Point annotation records

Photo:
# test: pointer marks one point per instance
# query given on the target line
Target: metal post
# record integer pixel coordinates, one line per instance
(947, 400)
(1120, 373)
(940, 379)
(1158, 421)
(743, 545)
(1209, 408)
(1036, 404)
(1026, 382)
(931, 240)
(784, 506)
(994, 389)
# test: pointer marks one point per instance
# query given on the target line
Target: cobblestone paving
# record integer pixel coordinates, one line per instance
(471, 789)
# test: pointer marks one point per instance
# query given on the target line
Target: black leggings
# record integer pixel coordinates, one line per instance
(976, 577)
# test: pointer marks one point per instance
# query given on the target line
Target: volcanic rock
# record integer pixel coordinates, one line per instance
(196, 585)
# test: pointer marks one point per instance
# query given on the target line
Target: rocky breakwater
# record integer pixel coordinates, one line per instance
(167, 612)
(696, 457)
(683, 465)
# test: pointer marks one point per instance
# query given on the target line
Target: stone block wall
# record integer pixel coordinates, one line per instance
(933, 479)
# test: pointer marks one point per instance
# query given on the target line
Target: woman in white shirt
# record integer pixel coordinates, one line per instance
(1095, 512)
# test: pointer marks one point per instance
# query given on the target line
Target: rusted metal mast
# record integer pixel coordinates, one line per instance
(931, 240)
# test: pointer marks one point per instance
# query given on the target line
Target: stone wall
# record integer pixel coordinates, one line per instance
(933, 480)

==

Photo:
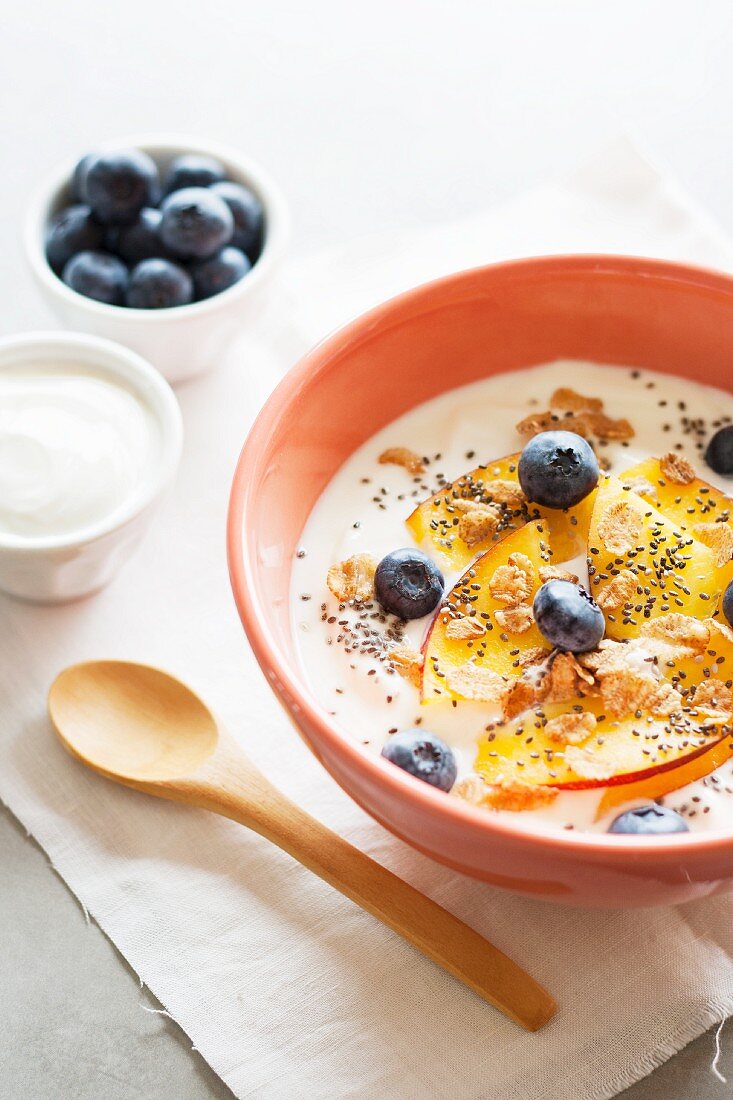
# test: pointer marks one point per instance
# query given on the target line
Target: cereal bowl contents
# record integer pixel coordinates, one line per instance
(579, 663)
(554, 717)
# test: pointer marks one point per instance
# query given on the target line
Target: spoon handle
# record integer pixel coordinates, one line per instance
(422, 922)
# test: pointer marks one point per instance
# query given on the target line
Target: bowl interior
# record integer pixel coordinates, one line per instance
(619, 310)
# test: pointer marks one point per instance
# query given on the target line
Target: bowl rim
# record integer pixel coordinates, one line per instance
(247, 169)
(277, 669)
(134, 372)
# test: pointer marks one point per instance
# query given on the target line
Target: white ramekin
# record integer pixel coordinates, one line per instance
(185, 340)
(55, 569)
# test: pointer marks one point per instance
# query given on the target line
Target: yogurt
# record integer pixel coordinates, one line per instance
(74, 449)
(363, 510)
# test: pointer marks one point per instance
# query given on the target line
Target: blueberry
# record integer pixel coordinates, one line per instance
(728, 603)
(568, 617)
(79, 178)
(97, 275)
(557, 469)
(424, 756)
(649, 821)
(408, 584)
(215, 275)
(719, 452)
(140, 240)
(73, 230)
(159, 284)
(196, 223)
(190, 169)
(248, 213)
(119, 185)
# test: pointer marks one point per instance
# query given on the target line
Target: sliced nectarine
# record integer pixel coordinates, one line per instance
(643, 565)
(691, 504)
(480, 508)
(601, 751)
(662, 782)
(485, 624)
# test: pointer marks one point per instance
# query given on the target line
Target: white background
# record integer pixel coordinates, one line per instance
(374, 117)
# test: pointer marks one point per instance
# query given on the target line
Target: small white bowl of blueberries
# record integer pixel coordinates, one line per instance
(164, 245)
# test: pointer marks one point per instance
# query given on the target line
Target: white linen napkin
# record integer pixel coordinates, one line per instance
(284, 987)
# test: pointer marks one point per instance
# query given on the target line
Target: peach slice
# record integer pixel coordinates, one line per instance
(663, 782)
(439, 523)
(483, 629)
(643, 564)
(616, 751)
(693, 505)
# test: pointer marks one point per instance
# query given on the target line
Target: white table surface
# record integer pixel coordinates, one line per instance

...

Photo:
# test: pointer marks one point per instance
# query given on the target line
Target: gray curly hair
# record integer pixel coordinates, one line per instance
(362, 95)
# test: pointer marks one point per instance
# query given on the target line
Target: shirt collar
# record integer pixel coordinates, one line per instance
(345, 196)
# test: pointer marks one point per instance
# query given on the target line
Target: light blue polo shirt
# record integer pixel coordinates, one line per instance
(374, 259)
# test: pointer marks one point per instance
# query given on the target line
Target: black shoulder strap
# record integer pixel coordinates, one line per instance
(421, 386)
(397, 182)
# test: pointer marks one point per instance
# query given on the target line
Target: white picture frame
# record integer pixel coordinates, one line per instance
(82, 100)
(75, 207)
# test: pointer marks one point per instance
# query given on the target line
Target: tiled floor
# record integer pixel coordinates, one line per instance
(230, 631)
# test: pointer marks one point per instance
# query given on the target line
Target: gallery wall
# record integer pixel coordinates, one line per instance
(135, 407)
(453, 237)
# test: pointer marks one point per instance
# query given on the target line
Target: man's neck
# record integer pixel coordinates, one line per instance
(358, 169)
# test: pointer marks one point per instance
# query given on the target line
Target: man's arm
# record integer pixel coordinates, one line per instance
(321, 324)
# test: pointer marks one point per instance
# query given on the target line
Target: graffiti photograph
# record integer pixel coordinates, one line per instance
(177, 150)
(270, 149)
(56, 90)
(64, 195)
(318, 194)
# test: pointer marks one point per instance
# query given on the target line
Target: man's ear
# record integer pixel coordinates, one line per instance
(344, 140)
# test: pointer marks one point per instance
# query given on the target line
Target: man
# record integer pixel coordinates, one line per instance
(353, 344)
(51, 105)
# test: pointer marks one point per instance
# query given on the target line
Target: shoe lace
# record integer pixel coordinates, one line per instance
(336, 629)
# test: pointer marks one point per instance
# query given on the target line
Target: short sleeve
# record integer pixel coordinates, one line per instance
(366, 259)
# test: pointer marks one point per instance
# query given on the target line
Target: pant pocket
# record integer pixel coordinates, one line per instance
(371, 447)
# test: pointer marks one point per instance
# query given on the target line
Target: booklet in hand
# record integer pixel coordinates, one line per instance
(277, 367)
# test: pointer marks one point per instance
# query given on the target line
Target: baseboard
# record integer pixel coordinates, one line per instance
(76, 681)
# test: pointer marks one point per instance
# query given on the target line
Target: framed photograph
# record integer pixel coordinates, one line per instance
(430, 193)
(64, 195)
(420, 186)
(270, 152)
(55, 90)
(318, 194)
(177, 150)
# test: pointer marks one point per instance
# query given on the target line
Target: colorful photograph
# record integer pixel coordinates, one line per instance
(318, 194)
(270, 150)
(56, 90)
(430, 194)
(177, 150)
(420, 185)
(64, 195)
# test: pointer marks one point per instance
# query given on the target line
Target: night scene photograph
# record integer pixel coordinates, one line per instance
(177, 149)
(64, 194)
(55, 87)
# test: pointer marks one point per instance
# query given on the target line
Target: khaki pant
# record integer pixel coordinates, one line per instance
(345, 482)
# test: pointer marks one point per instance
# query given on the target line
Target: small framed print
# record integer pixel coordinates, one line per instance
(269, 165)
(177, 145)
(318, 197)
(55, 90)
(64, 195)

● **WORK TO DO**: Please gather every line of the records that contains the string "framed" and copy those lines. Case counts.

● **ANSWER IN FULL**:
Target: framed photograph
Target: small framed print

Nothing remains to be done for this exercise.